[Data to use start]

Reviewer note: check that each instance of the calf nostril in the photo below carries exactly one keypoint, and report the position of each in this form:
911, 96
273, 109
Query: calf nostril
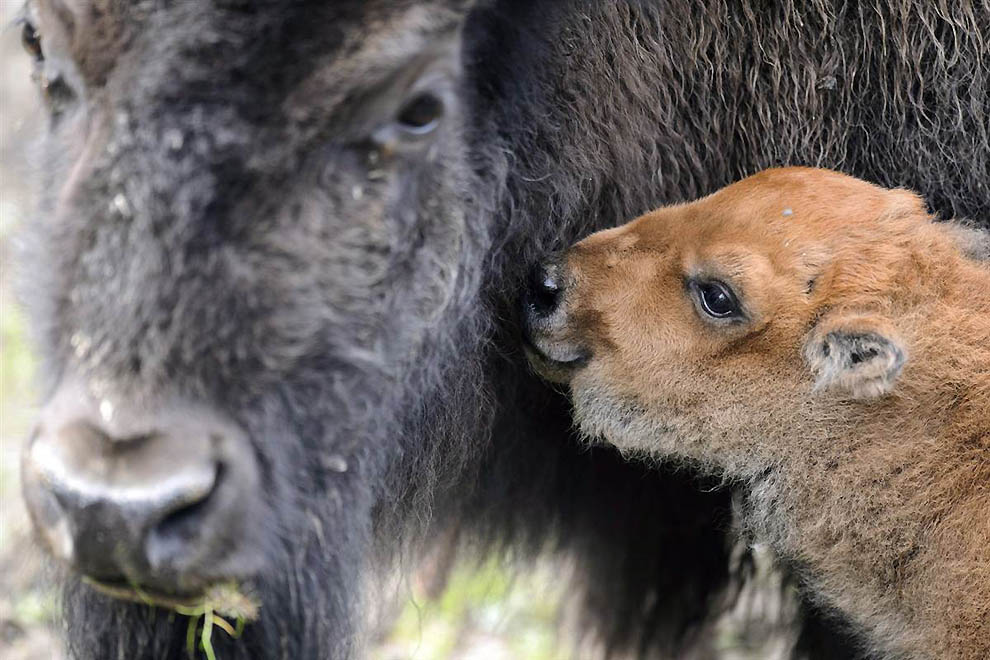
545, 288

[Data to use end]

Work to complete:
Swap every "calf nostril" in the entries above for "calf nose" and write the lines out again with nothing else changed, omitting the pictures.

Worked answer:
Reviewer note: check that each instance of the calf nose in the photo below carries exactly one keypoint, and report the position of each in this form:
911, 96
273, 109
Query: calf nose
545, 288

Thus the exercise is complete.